**STATED GOAL:**
Answer the following questions from the contract amendment text below.
(a) Under the amended Section 3.18, what vote is sufficient to approve the Agreement, the Merger and the other Transactions?
(b) As of the close of business on the Capitalization Date, how many shares of Company Common Stock were reserved for issuance under the Company Stock Plans?
(c) Which section of the Company Disclosure Letter lists all holders of outstanding Company Stock Options?

**TEXT SEGMENT:**

[START]

Section 1.5 Amendment to Section 3.18. Section 3.18 of the Agreement is hereby amended and restated in its entirety as follows:
“Section 3.18 Stockholder Vote. The affirmative vote of the holders of a majority of the shares of Parent Common Stock outstanding and entitled to vote thereon is sufficient to approve this Agreement, the Merger and the other Transactions required pursuant to the Agreement by Parent’s stockholders (the “Parent Stockholder Approval”), which approval may take the form of multiple proposals to the holders of Parent Common Stock with respect to such matters pursuant to the Proxy/Consent Solicitation Statement, none of which proposals would require a higher voting threshold for approval than the aforesaid voting threshold.”
Section 1.6 Amendment to Section 4.1(c). Section 4.1(c) of the Agreement is hereby amended and restated in its entirety as follows:
“As of the close of business on the Capitalization Date there were 595,850,000 shares of Company Common Stock reserved for issuance under the Company Stock Plans and 558,895,951 Company Stock Options issued and outstanding, and, since the Capitalization Date through the date hereof, no Company Stock Options have been issued and no additional shares of Company Common Stock have become subject to issuance under the Company Stock Plans. Section 4.2(c) of the Company Disclosure Letter sets forth, as of the date hereof, a list of all holders of outstanding Company Stock Options, including the number of shares of Company Common Stock subject to each such Company Stock Option, the grant date, and exercise price for such Company Stock Option and the extent to which such Company Stock Option is vested and exercisable. The Company has heretofore provided or made available to Parent (or Parent’s Representatives) a true and complete copy of its standard form of option agreement as of the Capitalization Date and any stock option agreements that substantially differ from such standard form.”

[END]

**DATA ENTRIES:**
[START]

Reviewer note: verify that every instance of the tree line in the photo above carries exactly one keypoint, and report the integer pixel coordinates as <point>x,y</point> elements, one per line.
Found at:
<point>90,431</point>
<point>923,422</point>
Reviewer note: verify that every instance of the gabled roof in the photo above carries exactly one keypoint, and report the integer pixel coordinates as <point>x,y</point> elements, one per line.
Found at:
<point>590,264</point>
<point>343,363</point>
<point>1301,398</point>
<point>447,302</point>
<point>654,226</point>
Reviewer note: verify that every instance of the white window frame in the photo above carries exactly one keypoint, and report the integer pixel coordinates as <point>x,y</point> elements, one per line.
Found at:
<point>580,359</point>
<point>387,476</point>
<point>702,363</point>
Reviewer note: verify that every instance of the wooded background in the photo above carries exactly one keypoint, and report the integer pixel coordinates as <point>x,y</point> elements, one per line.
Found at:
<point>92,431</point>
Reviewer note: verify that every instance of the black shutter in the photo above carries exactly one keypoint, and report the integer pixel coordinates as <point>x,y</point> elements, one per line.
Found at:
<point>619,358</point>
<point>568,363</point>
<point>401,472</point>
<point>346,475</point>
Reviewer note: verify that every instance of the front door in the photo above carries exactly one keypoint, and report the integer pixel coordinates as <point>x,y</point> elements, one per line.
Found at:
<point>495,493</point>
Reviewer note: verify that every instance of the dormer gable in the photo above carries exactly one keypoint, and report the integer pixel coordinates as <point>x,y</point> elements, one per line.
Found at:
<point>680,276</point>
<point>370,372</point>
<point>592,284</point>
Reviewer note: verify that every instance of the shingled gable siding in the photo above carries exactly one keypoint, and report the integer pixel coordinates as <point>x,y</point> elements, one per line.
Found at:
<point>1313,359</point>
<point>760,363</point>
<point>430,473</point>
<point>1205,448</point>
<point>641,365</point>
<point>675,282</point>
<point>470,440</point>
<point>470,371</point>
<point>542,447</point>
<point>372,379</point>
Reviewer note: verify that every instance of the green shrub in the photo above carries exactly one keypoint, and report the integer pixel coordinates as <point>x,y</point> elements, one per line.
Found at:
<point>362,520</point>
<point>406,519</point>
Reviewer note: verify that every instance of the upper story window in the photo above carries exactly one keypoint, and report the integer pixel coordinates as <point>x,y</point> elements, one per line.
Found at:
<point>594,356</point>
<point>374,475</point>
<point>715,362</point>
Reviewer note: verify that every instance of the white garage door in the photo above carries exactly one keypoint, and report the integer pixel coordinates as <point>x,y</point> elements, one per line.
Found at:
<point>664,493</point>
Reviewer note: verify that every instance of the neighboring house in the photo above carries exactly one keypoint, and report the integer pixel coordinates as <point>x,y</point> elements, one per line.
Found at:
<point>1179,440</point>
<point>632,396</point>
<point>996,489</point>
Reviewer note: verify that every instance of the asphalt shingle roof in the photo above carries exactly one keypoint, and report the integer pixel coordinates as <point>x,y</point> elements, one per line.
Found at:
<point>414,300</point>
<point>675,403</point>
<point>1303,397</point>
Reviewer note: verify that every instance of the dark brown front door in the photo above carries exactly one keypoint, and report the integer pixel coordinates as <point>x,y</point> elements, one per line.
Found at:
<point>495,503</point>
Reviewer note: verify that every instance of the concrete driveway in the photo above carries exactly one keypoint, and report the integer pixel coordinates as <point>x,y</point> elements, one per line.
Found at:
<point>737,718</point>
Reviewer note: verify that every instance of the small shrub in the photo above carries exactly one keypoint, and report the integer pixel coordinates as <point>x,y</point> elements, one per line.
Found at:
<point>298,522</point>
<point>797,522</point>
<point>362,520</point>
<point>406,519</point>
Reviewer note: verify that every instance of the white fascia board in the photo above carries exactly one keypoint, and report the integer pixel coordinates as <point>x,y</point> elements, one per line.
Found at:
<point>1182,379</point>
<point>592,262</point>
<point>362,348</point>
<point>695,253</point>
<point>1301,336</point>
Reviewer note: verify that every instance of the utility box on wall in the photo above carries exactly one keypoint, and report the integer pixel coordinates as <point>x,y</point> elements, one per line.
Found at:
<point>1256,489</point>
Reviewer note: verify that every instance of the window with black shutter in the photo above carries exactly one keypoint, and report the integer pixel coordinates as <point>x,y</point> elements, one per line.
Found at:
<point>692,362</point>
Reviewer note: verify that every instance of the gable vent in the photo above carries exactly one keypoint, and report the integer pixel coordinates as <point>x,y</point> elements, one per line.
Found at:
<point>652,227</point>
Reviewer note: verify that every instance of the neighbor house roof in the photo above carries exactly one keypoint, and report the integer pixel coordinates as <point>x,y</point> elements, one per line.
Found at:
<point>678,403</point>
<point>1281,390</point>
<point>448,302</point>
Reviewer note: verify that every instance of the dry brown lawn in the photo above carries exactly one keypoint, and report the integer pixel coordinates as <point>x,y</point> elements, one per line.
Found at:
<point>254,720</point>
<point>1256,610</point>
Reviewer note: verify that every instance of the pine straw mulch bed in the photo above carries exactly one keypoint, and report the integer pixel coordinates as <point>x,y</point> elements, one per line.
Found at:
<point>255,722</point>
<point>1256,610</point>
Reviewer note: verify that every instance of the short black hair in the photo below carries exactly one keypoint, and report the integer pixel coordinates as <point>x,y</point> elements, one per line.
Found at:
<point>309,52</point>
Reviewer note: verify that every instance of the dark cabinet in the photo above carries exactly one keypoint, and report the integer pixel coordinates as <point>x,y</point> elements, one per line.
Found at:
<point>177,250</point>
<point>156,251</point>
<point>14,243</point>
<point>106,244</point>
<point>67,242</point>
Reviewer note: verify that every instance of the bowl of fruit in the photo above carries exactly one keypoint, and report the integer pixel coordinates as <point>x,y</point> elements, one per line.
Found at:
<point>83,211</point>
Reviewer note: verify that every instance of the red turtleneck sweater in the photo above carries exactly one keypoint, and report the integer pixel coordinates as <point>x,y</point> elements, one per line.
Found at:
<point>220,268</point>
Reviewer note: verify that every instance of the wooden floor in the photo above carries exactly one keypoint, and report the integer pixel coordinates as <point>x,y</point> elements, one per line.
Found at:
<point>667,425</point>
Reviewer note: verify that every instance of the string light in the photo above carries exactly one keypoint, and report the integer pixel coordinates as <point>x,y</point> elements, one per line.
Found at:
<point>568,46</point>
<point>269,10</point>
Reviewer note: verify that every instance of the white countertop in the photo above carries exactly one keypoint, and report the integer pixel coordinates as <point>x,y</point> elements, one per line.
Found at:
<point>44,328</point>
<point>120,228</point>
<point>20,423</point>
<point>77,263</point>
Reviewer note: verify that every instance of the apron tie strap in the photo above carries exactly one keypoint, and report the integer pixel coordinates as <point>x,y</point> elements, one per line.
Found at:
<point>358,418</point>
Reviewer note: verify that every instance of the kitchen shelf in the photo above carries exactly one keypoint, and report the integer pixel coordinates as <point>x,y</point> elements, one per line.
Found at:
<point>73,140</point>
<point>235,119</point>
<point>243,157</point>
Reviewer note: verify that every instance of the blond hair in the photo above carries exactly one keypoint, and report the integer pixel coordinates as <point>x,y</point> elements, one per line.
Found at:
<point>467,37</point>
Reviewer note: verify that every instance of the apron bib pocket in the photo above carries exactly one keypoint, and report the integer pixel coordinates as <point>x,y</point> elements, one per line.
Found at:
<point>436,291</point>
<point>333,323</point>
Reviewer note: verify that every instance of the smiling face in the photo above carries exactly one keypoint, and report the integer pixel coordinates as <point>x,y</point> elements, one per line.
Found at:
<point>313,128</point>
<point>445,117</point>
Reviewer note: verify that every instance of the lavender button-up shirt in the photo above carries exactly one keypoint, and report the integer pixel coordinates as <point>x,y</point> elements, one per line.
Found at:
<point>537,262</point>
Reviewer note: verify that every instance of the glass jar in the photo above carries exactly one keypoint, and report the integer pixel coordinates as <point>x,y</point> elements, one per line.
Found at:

[END]

**CORRECT ANSWER:**
(a) The affirmative vote of the holders of a majority of the shares of Parent Common Stock outstanding and entitled to vote thereon.
(b) 595,850,000 shares.
(c) Section 4.2(c).